## SOURCE DOCUMENT
A Slay Queen’s Guide To Buying A House
A slay queen’s guide to buying a house is a must-have for any true slay queen. It’s time to move on up and enjoy the sunlight while you lounge on the balcony. It’s a great way to start over.
You’ve been working hard and slaying even harder so now it’s your time to shine in the sun. You need a house that reflects your lifestyle and needs. There’s no more jumping over potholes whenever it pours or keeping your white pieces aside because you live in a dust bowl. Here are a few tips to help you out:
Pay attention to the spatial aspects of the house. It’ll be hard to floss to others about how you’re moving up in life, yet you live in a colour-conflicted shoebox. You can’t have the sort of place where you’re bumping into the walls, yet you’ve barely opened the door. It means that you can’t entertain crowds with elevated taste levels since they might doubt you. A one-bedroomed house is a bit too cosy for your fashion needs unless it lets you live in the right neighbourhood.

## WRITTEN REQUEST
What kind of house does the house-buying guide above call a bit too cozy for fashion needs, and what exception does it allow? The data after this point is not required for the task.

## DATA SHOWN
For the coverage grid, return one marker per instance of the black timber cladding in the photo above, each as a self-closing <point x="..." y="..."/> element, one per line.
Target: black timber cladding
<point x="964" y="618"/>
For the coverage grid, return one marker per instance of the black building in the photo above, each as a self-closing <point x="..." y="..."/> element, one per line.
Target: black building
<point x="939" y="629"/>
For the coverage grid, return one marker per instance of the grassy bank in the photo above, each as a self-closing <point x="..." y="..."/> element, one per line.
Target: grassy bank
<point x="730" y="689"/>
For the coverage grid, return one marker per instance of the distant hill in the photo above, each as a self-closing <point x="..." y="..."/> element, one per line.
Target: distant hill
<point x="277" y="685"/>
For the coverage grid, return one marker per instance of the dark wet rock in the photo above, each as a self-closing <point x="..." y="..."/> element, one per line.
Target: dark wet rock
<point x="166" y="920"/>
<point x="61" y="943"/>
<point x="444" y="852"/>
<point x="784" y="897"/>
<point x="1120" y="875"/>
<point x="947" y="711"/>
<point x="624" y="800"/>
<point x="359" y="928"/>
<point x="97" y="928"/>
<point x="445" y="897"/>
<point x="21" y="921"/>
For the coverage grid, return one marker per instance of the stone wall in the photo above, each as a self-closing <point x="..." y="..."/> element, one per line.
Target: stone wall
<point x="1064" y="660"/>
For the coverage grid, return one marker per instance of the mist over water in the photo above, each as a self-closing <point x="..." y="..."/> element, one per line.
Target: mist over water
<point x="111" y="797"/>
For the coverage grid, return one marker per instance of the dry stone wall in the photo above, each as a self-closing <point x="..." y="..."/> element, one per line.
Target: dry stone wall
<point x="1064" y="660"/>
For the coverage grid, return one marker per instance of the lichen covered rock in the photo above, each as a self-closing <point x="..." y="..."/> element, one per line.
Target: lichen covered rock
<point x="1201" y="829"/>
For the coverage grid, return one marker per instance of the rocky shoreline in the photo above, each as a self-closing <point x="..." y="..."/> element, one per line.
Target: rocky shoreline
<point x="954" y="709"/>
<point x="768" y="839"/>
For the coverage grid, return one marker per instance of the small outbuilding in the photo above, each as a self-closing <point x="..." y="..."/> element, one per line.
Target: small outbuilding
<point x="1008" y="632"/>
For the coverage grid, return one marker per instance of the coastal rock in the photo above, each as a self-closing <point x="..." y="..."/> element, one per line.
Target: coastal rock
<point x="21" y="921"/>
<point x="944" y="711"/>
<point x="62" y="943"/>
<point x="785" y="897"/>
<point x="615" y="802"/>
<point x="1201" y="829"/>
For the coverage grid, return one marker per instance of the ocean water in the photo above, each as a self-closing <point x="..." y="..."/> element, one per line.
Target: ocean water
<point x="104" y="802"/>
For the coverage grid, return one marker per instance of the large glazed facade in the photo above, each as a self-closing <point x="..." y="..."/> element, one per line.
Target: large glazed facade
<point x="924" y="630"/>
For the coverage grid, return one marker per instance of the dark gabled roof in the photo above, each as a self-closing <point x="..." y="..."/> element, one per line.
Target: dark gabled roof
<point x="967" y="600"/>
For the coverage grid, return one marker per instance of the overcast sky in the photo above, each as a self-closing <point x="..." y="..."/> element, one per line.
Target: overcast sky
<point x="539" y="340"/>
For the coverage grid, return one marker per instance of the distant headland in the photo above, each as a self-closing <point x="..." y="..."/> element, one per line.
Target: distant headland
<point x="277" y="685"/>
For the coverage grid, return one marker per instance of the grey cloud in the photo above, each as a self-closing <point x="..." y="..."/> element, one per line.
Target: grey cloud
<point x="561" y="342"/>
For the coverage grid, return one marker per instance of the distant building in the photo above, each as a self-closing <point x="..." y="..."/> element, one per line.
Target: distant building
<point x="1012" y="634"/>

## OUTPUT OF THE EXERCISE
A one-bedroomed house, unless it lets you live in the right neighborhood.